::: Stored records :::

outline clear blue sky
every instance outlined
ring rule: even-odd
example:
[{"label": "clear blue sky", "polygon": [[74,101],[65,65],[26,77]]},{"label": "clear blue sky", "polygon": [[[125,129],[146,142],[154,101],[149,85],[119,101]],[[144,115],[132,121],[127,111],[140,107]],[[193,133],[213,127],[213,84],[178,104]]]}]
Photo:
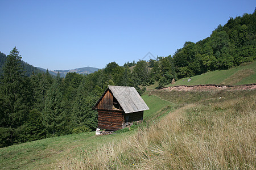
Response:
[{"label": "clear blue sky", "polygon": [[[211,34],[256,1],[0,0],[0,51],[36,67],[105,67],[168,56]],[[147,59],[147,58],[146,58]]]}]

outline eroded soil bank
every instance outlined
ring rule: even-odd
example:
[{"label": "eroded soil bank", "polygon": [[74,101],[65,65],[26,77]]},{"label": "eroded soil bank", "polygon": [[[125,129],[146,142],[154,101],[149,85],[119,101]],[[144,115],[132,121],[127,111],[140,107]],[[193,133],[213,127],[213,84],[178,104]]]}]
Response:
[{"label": "eroded soil bank", "polygon": [[161,88],[161,90],[167,91],[218,91],[222,90],[255,90],[256,84],[239,85],[239,86],[220,86],[216,84],[194,85],[194,86],[177,86],[174,87],[167,87]]}]

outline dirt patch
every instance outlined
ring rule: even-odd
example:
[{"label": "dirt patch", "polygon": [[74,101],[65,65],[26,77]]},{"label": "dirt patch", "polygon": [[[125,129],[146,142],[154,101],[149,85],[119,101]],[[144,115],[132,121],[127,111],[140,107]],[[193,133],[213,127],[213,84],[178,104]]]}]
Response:
[{"label": "dirt patch", "polygon": [[239,85],[239,86],[218,86],[216,84],[195,85],[195,86],[177,86],[163,87],[160,90],[167,91],[218,91],[226,90],[247,90],[256,89],[256,84]]}]

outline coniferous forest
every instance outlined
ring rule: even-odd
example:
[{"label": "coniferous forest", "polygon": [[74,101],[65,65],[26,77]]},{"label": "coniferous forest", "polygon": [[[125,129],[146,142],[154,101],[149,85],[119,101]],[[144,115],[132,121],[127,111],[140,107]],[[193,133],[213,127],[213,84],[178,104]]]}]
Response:
[{"label": "coniferous forest", "polygon": [[142,87],[157,81],[161,88],[174,79],[253,61],[255,23],[255,11],[231,18],[210,37],[185,42],[173,56],[123,66],[113,62],[94,73],[69,73],[65,78],[33,70],[16,47],[7,57],[0,53],[0,147],[94,130],[97,115],[91,109],[108,85],[134,86],[142,94]]}]

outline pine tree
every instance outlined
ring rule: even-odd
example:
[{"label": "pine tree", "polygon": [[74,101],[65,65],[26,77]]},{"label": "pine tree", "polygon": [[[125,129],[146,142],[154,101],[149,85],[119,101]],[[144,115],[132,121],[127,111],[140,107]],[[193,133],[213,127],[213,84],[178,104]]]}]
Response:
[{"label": "pine tree", "polygon": [[47,94],[43,111],[43,124],[48,136],[67,133],[67,120],[64,112],[63,94],[60,91],[61,78],[58,73]]},{"label": "pine tree", "polygon": [[[7,56],[1,78],[1,125],[8,133],[8,145],[24,141],[18,133],[24,127],[31,107],[30,81],[24,76],[19,52],[15,47]],[[7,144],[5,143],[5,144]]]}]

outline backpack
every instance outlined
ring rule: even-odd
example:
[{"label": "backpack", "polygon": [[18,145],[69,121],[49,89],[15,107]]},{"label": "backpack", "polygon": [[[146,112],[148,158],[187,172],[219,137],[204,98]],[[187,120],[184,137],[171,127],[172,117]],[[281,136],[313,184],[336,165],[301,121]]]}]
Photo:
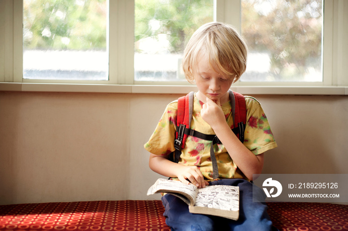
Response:
[{"label": "backpack", "polygon": [[[239,140],[244,141],[244,130],[247,121],[247,108],[244,96],[239,93],[229,90],[230,100],[232,106],[233,129],[232,131]],[[214,145],[221,144],[217,136],[215,135],[207,135],[190,129],[192,119],[192,109],[194,92],[190,92],[186,96],[180,97],[177,101],[177,117],[176,119],[176,132],[174,147],[175,151],[170,155],[169,159],[177,163],[179,161],[181,149],[185,146],[186,139],[191,136],[205,140],[211,141],[210,157],[213,165],[213,177],[217,179],[219,171],[217,168],[216,158],[214,152]]]}]

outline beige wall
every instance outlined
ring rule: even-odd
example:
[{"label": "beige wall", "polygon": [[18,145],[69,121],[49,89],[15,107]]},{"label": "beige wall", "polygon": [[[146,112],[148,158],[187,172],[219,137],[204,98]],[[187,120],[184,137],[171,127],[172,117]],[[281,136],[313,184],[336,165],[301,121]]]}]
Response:
[{"label": "beige wall", "polygon": [[[143,145],[179,96],[0,92],[0,204],[159,198]],[[348,97],[254,96],[278,145],[263,173],[348,173]]]}]

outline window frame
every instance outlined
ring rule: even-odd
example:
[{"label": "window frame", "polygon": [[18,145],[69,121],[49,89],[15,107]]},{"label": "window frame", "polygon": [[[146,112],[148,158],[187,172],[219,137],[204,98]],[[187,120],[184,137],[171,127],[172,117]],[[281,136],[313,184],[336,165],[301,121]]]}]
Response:
[{"label": "window frame", "polygon": [[[95,84],[102,86],[122,85],[133,86],[126,90],[113,90],[128,92],[146,92],[149,85],[159,87],[183,85],[184,88],[191,88],[185,82],[136,81],[134,80],[134,0],[117,0],[109,1],[109,26],[108,31],[109,70],[108,80],[67,80],[28,79],[23,78],[23,1],[4,0],[0,1],[0,82],[3,83],[36,83],[47,86],[50,83],[60,84]],[[271,90],[281,92],[284,87],[315,87],[318,92],[328,87],[340,87],[334,91],[336,94],[348,94],[348,45],[344,38],[348,35],[348,2],[345,0],[324,0],[323,43],[322,82],[237,82],[233,87],[242,89],[259,91]],[[240,0],[214,0],[214,20],[224,21],[237,25],[240,31]],[[2,33],[3,32],[3,33]],[[2,45],[1,45],[2,44]],[[0,90],[7,89],[8,84],[2,84]],[[38,85],[36,86],[37,88]],[[325,87],[318,89],[318,87]],[[16,88],[11,87],[11,89]],[[39,87],[40,88],[40,87]],[[30,89],[30,87],[29,87]],[[75,89],[74,87],[73,89]],[[89,89],[89,88],[88,88]],[[115,88],[116,89],[116,88]],[[124,89],[124,88],[123,88]],[[129,89],[130,89],[130,90]],[[304,90],[304,88],[303,88]],[[92,91],[90,90],[91,91]],[[107,90],[107,91],[109,90]],[[173,93],[171,90],[164,92]],[[306,90],[300,91],[305,94]],[[332,90],[324,92],[332,92]],[[258,90],[257,90],[258,92]],[[289,90],[291,92],[291,90]],[[295,90],[295,92],[298,92]],[[334,93],[335,93],[334,92]],[[265,92],[264,93],[266,93]],[[328,93],[331,94],[331,93]]]}]

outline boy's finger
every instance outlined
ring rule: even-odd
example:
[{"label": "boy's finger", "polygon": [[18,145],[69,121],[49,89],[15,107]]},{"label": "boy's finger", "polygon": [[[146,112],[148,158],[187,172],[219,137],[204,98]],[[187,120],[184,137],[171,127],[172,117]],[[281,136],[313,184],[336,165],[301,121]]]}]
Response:
[{"label": "boy's finger", "polygon": [[180,180],[181,182],[181,183],[183,184],[188,184],[190,183],[190,182],[189,181],[185,179],[185,178],[182,176],[178,176],[177,178],[179,179],[179,180]]}]

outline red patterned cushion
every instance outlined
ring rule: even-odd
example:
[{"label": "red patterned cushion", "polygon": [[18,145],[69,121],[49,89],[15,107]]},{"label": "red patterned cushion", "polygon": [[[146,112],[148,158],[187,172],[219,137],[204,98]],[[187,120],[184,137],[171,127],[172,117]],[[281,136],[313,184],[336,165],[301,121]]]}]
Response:
[{"label": "red patterned cushion", "polygon": [[161,201],[107,201],[0,206],[0,231],[170,231]]},{"label": "red patterned cushion", "polygon": [[[268,203],[279,231],[348,231],[348,205]],[[0,206],[0,231],[170,231],[161,201],[102,201]]]},{"label": "red patterned cushion", "polygon": [[348,205],[268,203],[268,213],[279,231],[348,231]]}]

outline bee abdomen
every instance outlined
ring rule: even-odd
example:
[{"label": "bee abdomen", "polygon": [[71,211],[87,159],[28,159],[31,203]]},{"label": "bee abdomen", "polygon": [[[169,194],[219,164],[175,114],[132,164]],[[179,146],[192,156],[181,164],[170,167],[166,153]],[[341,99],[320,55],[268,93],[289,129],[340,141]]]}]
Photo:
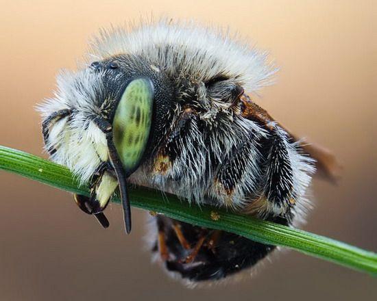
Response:
[{"label": "bee abdomen", "polygon": [[[193,282],[220,280],[251,267],[275,248],[236,234],[193,226],[165,216],[155,218],[159,237],[156,237],[153,251],[160,252],[169,272]],[[287,223],[283,218],[278,220],[275,221]]]}]

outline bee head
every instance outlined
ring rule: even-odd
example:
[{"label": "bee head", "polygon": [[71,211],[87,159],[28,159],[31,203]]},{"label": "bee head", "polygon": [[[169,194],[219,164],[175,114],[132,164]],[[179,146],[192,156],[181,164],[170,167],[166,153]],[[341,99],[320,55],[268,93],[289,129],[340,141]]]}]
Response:
[{"label": "bee head", "polygon": [[99,114],[112,126],[114,146],[129,176],[154,153],[169,127],[173,85],[158,66],[135,56],[94,62],[89,70],[102,79]]},{"label": "bee head", "polygon": [[86,212],[101,212],[119,185],[129,232],[126,179],[167,131],[173,85],[158,66],[122,55],[62,73],[58,86],[40,107],[46,148],[54,161],[91,182],[93,205],[80,206]]}]

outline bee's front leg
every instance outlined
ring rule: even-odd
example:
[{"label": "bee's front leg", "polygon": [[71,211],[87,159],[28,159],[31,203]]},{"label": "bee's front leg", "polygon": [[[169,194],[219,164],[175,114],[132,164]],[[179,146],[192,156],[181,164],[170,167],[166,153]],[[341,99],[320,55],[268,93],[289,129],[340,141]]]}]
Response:
[{"label": "bee's front leg", "polygon": [[84,212],[93,214],[104,228],[108,228],[109,222],[102,211],[117,186],[114,170],[108,163],[104,162],[92,177],[90,196],[74,194],[75,201]]}]

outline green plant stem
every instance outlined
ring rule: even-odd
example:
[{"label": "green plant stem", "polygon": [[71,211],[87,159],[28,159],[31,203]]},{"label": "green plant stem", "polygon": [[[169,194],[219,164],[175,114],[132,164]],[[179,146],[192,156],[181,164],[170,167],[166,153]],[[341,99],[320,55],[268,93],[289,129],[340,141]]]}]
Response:
[{"label": "green plant stem", "polygon": [[[65,167],[38,157],[0,146],[0,169],[71,192],[88,196]],[[377,254],[323,236],[227,212],[210,206],[180,201],[175,196],[136,187],[130,189],[133,207],[165,214],[192,224],[225,230],[263,244],[288,247],[358,271],[377,276]],[[112,201],[119,202],[113,198]],[[218,218],[214,218],[214,217]]]}]

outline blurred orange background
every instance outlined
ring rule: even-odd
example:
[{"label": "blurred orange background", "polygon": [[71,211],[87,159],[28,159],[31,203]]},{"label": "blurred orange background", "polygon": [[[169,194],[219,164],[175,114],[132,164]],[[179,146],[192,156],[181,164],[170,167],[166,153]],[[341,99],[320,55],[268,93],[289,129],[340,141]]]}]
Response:
[{"label": "blurred orange background", "polygon": [[[377,251],[377,59],[374,1],[0,1],[0,143],[42,154],[34,106],[55,75],[75,68],[99,27],[140,16],[229,26],[280,67],[256,101],[343,163],[337,186],[314,181],[304,229]],[[343,300],[377,298],[376,279],[296,252],[252,278],[187,289],[150,263],[145,213],[125,235],[118,205],[101,229],[69,194],[0,172],[0,300]]]}]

:::

Work required:
Every line from the line containing "outline bee's front leg" to the last line of the material above must be repeated exactly, and no other line.

Full response:
outline bee's front leg
every instance outlined
ring rule: even-odd
example:
[{"label": "bee's front leg", "polygon": [[71,211],[87,159],[28,159],[31,203]]},{"label": "bee's front leg", "polygon": [[[169,194],[219,164],[175,114],[132,164]],[[179,146],[192,156],[181,164],[170,167],[166,153]],[[341,99],[320,55],[268,93],[289,129],[340,141]]]}]
Response:
[{"label": "bee's front leg", "polygon": [[84,212],[93,214],[104,228],[108,228],[109,222],[102,211],[117,186],[114,170],[108,163],[104,162],[92,177],[90,196],[74,194],[75,201]]}]

outline green plant stem
every instance outlined
ring rule: even-odd
example:
[{"label": "green plant stem", "polygon": [[71,211],[87,159],[28,159],[31,203]]},{"label": "green plant stem", "polygon": [[[169,194],[219,164],[175,114],[132,164]],[[179,146],[192,156],[181,164],[170,167],[166,153]],[[341,99],[320,55],[268,93],[289,129],[340,141]]]}]
Response:
[{"label": "green plant stem", "polygon": [[[65,167],[38,157],[0,146],[0,169],[71,192],[88,196]],[[377,254],[323,236],[227,212],[210,206],[180,201],[175,196],[136,187],[130,189],[133,207],[165,214],[192,224],[225,230],[263,244],[288,247],[358,271],[377,276]],[[112,201],[119,202],[113,198]],[[218,218],[214,218],[214,217]]]}]

outline blurred orange background
every instance outlined
ring rule: even-odd
example:
[{"label": "blurred orange background", "polygon": [[71,211],[87,159],[28,159],[31,203]]},{"label": "blurred orange background", "polygon": [[[169,194],[219,164],[175,114],[132,164]],[[179,146],[192,156],[181,164],[170,167],[166,153]],[[341,99],[320,55],[268,93],[289,129],[340,141]]]}]
Response:
[{"label": "blurred orange background", "polygon": [[[377,251],[377,59],[374,1],[0,1],[0,143],[42,154],[34,106],[55,75],[75,68],[99,27],[140,16],[229,26],[280,67],[256,101],[343,163],[337,186],[314,181],[304,229]],[[343,300],[377,298],[376,279],[296,252],[252,278],[187,289],[150,263],[145,213],[125,235],[118,205],[101,229],[69,194],[0,172],[0,300]]]}]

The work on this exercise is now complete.